● Extract provided:

******

What we found amazed me. Seeing the great number of such sites that are still recognizably Jewish in origin impressed on me the enormity of the holocaust - and seeing these places gave me a much better understanding than I had previously had of a European Jewish culture that had existed for hundreds of years before the holocaust.

In my minds eye, I had always pictured these little towns with tiny synagogues - nothing large, nothing grand. How wrong that image is; at least in the areas we visited. Nearly every town had at least one synagogue, sometimes more; not tucked away down a crummy mud alleyway, but standing in or near the center of town; not tiny and dark, but large, ornate - sometimes even grandiose, and definitely not anonymous. Many of those buildings still exist, although not used as synagogues any more. Some of them have been standing in those places for more than 300 years - a testimony to the place that Jews had held in that society.

I learned on this trip that Chagall was a realist - there's nothing at all imaginative about his paintings of villages and homes; they really look that way, even today, perhaps with the added veneer of soviet-style suburbs. A couple of glasses of schnapps is all you need to add flying cows and fiddlers.

I learned on this trip that Isaac Bashevis Singer did not have such a great imagination either; reality was his model: read these two stories to see what I mean:

Story number one:

Shortly after my mother, the Litvak from Massachusetts, married my father, the Galitzianer from New Jersey, my mother suggested that they visit a cousin of hers named Sinowitz and his wife who lived in New York.

******

● Work to do:
Copy the reflection on visiting old Jewish towns word for word, from "Shortly after my" up to and including "in New York.". The records are separate material with no connection to the reflection.

Box-labeled dataset extracts:
******

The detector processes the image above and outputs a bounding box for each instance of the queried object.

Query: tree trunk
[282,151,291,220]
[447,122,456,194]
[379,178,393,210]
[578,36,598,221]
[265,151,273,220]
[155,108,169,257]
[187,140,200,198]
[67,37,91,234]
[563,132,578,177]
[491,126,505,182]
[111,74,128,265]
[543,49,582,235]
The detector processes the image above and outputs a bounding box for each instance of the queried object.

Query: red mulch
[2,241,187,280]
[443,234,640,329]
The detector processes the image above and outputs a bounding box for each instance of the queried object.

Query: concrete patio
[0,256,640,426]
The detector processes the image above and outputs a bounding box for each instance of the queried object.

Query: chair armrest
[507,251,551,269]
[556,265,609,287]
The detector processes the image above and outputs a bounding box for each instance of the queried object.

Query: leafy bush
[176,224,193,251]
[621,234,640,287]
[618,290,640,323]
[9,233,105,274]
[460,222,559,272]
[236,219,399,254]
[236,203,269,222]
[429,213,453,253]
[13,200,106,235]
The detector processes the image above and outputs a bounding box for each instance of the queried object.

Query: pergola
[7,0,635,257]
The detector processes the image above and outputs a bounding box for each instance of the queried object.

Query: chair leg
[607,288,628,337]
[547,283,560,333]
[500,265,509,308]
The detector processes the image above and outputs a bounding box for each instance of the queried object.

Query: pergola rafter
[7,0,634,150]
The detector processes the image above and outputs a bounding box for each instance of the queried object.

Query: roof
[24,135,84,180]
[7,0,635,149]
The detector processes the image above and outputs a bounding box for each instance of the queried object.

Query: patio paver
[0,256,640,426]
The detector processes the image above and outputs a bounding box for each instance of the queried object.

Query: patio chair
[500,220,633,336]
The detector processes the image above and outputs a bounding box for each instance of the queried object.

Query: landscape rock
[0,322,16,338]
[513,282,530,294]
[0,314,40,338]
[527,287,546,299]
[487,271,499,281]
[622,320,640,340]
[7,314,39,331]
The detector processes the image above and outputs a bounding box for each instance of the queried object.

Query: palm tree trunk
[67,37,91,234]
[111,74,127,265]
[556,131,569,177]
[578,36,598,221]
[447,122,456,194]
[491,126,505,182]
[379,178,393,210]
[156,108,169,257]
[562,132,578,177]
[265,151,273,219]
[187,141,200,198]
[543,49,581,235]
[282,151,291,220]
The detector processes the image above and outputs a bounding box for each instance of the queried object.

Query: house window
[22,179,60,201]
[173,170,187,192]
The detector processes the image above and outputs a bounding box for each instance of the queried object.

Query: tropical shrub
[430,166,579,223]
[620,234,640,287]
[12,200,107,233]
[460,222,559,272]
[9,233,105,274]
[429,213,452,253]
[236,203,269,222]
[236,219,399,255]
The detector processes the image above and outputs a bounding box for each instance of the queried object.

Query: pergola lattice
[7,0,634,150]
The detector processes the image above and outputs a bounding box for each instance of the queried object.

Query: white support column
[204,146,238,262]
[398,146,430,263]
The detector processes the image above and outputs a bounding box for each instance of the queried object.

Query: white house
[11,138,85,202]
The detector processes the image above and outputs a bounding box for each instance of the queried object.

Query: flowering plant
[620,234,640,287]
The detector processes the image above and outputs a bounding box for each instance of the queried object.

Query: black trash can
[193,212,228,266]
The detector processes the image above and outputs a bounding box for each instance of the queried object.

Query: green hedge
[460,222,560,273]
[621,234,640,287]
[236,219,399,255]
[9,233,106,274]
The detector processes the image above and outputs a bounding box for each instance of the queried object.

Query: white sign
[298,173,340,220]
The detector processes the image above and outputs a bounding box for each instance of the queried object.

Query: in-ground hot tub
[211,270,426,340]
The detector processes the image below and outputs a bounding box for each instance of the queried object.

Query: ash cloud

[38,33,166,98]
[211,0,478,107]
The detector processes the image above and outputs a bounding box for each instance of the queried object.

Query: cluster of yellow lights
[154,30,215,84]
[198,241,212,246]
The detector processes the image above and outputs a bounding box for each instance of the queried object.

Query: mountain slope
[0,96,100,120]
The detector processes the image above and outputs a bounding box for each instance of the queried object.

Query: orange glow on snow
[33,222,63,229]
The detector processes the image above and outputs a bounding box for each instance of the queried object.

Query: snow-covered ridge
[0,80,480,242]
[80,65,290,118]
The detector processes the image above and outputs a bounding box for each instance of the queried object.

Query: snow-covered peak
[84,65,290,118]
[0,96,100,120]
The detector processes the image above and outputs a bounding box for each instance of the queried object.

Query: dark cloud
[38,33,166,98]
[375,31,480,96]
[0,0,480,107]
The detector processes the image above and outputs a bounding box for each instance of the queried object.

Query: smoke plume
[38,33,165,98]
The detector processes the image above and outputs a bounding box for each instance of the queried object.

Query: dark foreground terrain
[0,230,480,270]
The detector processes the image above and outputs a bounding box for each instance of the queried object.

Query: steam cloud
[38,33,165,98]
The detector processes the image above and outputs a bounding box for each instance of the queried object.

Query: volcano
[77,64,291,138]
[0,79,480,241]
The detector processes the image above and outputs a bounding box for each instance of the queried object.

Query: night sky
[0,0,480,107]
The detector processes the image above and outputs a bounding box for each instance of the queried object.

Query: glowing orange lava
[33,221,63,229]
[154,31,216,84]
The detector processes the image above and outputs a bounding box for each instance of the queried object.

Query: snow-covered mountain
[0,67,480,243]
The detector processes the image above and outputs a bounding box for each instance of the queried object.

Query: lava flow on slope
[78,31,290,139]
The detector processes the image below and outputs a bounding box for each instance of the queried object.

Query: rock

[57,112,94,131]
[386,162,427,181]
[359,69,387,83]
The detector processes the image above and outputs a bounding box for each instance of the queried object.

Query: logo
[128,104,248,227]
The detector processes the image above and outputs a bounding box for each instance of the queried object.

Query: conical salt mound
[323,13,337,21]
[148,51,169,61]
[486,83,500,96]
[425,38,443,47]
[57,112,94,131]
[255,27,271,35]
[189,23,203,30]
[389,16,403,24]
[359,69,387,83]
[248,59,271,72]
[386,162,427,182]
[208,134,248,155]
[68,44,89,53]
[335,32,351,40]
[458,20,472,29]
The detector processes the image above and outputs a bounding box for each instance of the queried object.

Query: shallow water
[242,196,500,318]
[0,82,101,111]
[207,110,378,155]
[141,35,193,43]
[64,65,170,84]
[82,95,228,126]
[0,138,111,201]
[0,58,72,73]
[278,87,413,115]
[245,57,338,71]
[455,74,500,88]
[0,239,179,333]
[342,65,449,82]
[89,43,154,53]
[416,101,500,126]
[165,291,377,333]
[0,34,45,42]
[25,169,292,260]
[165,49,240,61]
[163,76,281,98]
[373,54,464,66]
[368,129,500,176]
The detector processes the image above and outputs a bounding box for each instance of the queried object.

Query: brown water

******

● Finished task:
Shortly after my mother, the Litvak from Massachusetts, married my father, the Galitzianer from New Jersey, my mother suggested that they visit a cousin of hers named Sinowitz and his wife who lived in New York.